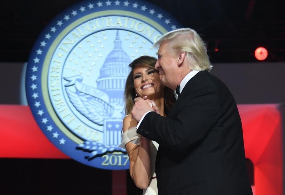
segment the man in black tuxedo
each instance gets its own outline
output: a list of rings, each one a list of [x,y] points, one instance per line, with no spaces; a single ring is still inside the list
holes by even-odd
[[[178,98],[166,117],[139,98],[132,113],[137,132],[159,144],[159,194],[252,194],[236,104],[225,84],[208,73],[202,40],[183,28],[167,33],[155,46],[161,82],[176,89]]]

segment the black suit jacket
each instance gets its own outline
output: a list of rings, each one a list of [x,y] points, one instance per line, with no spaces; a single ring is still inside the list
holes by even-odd
[[[252,194],[236,104],[208,72],[189,80],[166,117],[148,114],[137,132],[159,144],[159,195]]]

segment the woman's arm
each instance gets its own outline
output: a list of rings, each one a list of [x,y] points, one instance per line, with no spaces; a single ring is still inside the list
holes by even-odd
[[[123,121],[123,131],[124,132],[137,124],[137,122],[131,115],[127,115]],[[137,187],[141,189],[147,187],[151,176],[150,142],[149,140],[141,136],[139,146],[130,142],[125,146],[130,159],[131,177]]]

==============================

▶ OBJECTIVE
Format the lines as a Markdown table with the columns Number and Entry, one numbered row per line and blank lines omitted. Begin at the line that contains "segment the woman's arm" and continue through the final line of the records.

▶ RESULT
| Number | Entry |
|---|---|
| 1 | segment the woman's arm |
| 2 | each instance gets its own outline |
| 3 | output: a list of rings, each one a list of [x,y] points, one instance per line, with no spaces; a single ring is still inside the list |
| 4 | holes by even-odd |
| 5 | [[[123,121],[123,131],[124,132],[137,124],[137,122],[131,115],[127,115]],[[137,187],[141,189],[147,187],[151,176],[150,142],[149,140],[141,136],[139,146],[130,142],[125,146],[130,159],[131,177]]] |